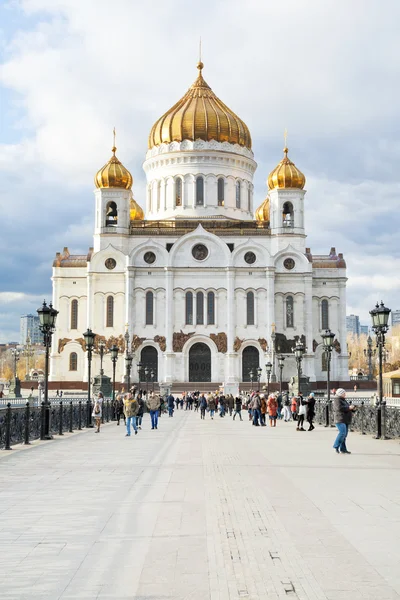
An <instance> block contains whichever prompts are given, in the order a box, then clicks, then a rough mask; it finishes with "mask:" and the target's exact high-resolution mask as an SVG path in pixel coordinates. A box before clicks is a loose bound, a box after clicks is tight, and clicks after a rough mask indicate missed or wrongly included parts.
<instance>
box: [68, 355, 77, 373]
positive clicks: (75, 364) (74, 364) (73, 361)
mask: <svg viewBox="0 0 400 600" xmlns="http://www.w3.org/2000/svg"><path fill="white" fill-rule="evenodd" d="M69 370H70V371H77V370H78V355H77V353H76V352H71V354H70V355H69Z"/></svg>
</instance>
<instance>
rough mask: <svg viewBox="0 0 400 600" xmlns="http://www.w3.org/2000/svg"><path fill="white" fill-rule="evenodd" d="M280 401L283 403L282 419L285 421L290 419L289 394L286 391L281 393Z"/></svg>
mask: <svg viewBox="0 0 400 600" xmlns="http://www.w3.org/2000/svg"><path fill="white" fill-rule="evenodd" d="M282 403H283V420H284V421H285V422H286V423H287V422H288V421H290V419H291V414H290V400H289V394H288V393H287V392H284V393H283V396H282Z"/></svg>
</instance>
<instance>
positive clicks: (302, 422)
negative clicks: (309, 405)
mask: <svg viewBox="0 0 400 600" xmlns="http://www.w3.org/2000/svg"><path fill="white" fill-rule="evenodd" d="M306 413H307V401H306V400H304V399H303V396H302V395H301V394H299V396H298V418H297V427H296V431H305V429H304V420H305V418H306Z"/></svg>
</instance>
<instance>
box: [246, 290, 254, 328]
mask: <svg viewBox="0 0 400 600" xmlns="http://www.w3.org/2000/svg"><path fill="white" fill-rule="evenodd" d="M247 325H254V293H253V292H247Z"/></svg>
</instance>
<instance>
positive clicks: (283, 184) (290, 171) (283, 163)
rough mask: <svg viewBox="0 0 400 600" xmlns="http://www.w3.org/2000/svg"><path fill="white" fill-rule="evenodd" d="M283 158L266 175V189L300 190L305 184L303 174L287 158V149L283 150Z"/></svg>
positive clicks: (287, 152)
mask: <svg viewBox="0 0 400 600" xmlns="http://www.w3.org/2000/svg"><path fill="white" fill-rule="evenodd" d="M283 152H284V154H285V156H284V157H283V159H282V160H281V162H280V163H279V165H278V166H277V167H275V169H274V170H273V171H271V173H270V174H269V175H268V182H267V183H268V188H269V189H270V190H273V189H275V188H298V189H300V190H302V189H303V187H304V186H305V184H306V178H305V176H304V175H303V173H302V172H301V171H300V170H299V169H298V168H297V167H296V165H295V164H294V163H292V161H291V160H290V159H289V158H288V152H289V150H288V148H286V147H285V148H284V149H283Z"/></svg>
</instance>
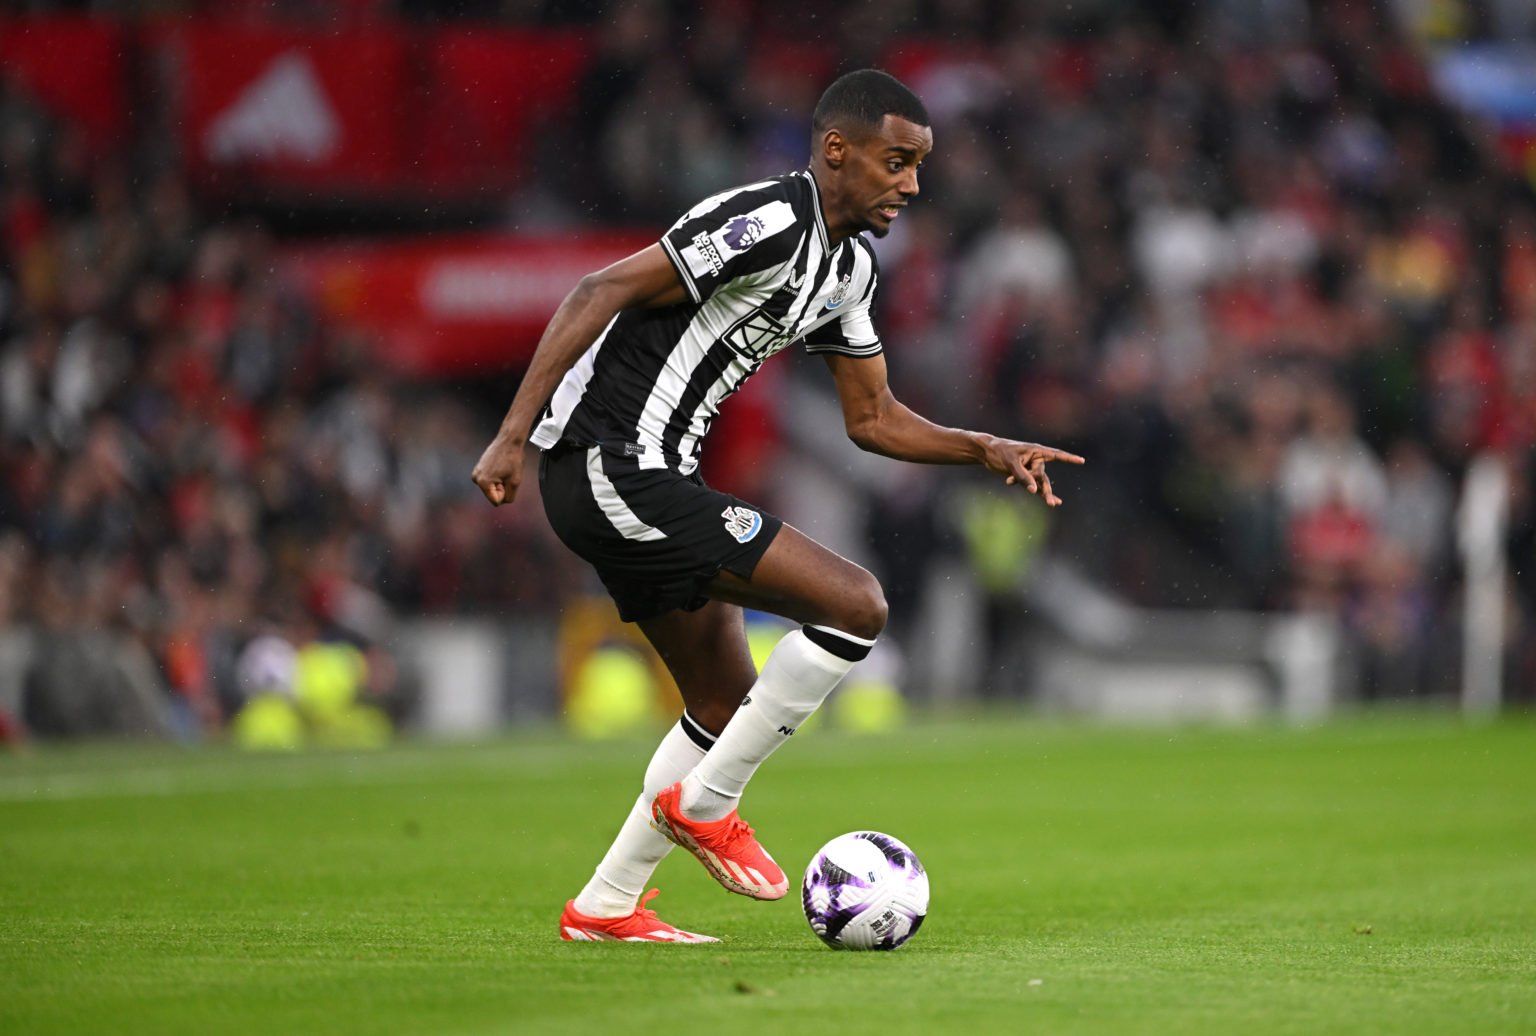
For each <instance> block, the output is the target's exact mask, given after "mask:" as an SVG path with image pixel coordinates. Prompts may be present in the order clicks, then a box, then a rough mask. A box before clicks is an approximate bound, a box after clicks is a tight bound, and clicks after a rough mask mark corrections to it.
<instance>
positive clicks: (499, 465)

> [Task goal]
Gather every line of the data above that contains the string "positive".

> [Answer below]
positive clicks: (75, 364) (74, 364) (73, 361)
positive clicks: (302, 422)
positive clicks: (283, 184) (290, 171) (283, 163)
positive clicks: (287, 152)
positive clicks: (499, 465)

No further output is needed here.